## Information shown
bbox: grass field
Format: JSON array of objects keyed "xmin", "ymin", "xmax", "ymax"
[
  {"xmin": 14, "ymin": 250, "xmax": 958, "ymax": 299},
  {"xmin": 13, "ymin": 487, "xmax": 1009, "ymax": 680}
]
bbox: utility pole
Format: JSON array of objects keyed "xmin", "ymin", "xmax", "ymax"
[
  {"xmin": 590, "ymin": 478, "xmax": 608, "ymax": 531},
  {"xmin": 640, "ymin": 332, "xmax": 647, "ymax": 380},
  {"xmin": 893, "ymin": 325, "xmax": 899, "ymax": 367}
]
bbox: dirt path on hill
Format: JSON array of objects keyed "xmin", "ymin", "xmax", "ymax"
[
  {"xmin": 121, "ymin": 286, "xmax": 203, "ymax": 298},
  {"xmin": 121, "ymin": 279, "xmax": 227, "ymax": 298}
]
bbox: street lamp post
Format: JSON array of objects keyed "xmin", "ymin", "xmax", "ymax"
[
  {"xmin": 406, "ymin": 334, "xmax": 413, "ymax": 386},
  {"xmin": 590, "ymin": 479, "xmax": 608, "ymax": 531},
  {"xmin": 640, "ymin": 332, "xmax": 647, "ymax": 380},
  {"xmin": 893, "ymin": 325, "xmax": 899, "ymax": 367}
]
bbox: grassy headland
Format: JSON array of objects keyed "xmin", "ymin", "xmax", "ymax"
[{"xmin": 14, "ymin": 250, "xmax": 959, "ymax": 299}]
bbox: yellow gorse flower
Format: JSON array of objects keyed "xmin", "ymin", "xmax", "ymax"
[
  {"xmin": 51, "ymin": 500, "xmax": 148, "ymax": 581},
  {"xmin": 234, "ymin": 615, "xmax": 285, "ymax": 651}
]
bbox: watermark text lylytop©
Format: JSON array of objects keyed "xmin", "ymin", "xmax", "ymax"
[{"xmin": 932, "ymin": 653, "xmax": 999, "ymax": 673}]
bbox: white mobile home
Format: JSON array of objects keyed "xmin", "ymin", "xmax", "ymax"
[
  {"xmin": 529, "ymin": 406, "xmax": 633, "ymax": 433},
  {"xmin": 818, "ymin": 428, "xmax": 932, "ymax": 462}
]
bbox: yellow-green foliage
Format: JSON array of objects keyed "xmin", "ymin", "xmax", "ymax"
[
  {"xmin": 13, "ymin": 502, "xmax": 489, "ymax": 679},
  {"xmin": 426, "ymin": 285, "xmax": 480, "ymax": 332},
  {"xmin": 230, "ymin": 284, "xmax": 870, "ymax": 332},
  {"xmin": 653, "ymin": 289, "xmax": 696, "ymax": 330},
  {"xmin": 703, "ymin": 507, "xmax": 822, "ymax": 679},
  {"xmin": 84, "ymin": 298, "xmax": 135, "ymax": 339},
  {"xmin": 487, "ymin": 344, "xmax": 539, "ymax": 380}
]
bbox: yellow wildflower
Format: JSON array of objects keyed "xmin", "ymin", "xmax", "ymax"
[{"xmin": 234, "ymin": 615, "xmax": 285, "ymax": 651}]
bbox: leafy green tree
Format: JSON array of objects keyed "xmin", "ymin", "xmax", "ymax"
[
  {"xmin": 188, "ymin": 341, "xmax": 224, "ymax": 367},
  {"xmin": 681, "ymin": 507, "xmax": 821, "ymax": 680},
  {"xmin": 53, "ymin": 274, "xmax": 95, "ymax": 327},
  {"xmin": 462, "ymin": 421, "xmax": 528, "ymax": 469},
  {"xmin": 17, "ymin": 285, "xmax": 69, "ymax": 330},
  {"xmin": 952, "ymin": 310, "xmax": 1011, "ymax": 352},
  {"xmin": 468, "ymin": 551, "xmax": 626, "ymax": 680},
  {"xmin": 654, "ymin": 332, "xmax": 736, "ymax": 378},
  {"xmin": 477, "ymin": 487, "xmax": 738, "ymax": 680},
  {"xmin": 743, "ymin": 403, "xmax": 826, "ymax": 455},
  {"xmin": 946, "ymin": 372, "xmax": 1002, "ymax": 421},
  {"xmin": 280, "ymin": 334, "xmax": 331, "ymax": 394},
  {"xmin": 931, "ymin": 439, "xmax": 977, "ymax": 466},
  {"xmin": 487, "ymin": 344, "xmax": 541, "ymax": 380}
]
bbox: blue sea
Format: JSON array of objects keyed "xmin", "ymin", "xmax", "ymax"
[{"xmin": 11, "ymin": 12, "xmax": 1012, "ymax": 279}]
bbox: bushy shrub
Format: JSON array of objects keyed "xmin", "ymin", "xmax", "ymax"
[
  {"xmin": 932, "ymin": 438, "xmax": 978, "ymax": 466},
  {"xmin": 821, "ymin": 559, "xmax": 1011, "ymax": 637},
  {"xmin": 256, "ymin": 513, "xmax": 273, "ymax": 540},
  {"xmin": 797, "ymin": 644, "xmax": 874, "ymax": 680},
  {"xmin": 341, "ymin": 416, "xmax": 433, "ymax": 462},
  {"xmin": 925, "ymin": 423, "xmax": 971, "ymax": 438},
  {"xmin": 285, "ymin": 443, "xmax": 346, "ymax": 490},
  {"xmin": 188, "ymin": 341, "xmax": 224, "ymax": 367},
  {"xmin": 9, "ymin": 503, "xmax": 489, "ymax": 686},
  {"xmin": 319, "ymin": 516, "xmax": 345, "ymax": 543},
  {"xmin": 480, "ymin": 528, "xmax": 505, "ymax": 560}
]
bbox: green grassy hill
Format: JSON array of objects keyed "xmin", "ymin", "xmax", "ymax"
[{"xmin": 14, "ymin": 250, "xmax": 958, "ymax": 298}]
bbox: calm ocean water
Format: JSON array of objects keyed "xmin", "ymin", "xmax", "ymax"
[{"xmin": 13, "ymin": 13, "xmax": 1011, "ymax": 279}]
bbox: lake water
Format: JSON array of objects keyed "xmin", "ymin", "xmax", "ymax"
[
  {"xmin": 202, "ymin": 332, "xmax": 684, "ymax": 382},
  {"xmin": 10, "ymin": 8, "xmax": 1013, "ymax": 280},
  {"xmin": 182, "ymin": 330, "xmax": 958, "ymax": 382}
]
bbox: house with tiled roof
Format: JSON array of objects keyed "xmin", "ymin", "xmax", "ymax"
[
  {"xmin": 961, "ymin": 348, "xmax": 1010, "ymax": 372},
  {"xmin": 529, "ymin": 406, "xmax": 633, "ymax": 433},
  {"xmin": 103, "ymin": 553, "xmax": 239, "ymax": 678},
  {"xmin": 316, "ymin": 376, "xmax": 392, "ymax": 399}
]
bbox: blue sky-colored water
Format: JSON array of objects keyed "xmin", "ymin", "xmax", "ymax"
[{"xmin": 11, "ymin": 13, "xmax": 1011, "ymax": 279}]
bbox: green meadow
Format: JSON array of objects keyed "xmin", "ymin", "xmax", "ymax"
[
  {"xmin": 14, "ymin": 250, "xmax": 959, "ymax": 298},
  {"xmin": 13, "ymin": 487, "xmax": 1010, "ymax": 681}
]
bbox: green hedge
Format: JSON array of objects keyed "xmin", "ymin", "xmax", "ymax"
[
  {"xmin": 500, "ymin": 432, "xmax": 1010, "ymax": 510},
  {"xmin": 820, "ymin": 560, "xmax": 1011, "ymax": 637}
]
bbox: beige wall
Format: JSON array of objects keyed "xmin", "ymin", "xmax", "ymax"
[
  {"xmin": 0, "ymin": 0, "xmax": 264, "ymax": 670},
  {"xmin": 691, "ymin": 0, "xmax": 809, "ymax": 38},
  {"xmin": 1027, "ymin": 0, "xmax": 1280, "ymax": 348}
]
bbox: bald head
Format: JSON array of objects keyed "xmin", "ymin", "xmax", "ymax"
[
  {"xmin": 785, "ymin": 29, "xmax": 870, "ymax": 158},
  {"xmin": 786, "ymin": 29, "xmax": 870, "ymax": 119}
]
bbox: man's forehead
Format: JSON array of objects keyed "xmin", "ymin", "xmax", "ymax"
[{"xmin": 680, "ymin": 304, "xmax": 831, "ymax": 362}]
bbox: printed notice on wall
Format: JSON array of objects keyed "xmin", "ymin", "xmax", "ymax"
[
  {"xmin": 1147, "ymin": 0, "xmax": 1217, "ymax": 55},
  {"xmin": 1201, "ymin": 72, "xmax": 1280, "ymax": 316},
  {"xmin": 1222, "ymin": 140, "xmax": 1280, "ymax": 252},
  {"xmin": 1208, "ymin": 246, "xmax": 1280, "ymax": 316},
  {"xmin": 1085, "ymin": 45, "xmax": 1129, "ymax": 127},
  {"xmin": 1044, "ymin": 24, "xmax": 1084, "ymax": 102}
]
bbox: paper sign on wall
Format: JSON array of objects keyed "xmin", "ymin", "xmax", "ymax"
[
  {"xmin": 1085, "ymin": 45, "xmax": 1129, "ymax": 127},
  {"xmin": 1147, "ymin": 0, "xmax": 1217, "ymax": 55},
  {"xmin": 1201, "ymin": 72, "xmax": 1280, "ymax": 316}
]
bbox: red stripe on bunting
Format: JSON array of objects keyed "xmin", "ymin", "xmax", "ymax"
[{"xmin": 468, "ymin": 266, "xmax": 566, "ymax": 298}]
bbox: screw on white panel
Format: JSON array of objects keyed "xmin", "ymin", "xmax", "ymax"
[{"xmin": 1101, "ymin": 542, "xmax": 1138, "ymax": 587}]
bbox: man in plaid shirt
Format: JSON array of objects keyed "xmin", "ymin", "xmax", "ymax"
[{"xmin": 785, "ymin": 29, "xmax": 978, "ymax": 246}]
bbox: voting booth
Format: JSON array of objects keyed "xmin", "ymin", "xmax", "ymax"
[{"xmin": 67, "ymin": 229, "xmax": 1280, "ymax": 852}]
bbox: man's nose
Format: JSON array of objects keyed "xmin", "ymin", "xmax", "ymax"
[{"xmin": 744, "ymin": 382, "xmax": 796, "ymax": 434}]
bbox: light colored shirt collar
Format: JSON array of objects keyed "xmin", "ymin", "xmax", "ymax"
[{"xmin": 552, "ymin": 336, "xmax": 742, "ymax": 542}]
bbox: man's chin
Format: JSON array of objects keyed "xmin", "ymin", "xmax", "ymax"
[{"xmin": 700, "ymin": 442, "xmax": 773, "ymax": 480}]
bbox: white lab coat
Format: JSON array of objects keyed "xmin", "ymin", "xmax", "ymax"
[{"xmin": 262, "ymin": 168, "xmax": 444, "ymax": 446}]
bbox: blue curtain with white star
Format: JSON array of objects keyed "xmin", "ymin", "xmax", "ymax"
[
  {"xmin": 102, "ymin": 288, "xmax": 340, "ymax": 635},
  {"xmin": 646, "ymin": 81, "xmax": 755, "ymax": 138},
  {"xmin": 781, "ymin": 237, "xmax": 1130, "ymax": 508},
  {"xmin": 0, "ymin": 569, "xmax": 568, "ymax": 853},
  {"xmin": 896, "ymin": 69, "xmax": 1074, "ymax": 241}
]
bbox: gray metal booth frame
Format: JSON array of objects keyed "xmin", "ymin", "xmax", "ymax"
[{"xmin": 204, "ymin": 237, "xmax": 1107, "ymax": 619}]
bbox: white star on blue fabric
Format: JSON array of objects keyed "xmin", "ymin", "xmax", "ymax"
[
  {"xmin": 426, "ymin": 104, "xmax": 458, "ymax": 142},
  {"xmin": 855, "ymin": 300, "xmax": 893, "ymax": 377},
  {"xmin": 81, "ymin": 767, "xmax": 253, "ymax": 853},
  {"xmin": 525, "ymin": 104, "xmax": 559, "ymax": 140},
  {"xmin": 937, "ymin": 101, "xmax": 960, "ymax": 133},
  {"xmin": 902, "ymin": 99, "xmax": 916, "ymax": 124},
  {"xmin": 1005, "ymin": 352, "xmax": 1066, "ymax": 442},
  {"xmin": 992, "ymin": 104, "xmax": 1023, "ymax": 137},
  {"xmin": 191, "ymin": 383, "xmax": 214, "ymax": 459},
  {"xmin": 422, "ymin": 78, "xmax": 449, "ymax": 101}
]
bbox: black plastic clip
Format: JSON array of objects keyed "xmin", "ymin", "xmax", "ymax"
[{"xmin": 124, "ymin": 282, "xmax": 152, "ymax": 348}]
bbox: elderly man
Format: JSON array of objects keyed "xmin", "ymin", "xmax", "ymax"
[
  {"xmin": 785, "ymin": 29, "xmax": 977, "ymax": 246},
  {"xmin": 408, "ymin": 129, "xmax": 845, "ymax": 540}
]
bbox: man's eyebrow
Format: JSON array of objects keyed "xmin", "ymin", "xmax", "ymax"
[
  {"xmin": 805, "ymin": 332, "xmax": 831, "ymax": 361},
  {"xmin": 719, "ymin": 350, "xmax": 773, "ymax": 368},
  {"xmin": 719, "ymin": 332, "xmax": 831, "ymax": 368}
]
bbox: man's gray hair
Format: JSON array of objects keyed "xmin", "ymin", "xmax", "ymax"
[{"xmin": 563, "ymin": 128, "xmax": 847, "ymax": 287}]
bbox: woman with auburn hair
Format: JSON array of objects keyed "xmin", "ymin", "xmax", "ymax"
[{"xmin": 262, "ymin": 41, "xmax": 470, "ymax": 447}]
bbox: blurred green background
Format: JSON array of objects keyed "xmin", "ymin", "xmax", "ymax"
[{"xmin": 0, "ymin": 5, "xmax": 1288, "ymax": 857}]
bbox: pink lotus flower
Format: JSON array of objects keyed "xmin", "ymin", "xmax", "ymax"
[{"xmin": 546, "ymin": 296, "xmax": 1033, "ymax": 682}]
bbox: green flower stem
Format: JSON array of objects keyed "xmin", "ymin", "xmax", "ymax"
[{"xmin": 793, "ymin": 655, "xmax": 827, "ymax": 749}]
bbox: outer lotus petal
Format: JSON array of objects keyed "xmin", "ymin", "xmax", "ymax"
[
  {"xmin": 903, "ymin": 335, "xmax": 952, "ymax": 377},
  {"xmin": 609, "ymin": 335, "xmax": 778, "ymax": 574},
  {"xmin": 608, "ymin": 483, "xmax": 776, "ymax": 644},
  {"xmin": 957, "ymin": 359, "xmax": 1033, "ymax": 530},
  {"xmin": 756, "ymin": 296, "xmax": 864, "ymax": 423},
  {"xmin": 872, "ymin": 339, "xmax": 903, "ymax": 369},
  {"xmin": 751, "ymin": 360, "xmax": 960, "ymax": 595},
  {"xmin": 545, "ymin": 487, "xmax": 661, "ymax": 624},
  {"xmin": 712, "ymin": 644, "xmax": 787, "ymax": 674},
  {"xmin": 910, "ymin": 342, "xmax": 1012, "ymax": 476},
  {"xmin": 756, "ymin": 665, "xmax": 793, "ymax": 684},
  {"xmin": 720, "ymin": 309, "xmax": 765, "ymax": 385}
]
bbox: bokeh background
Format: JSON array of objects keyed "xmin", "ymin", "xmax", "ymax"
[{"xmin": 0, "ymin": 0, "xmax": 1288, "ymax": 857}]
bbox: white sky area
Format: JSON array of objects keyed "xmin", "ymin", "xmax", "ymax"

## What is needed
Pick out each line in the listing above that contains the word "booth" and copy those lines.

## Task output
bbox: voting booth
bbox: gray metal booth frame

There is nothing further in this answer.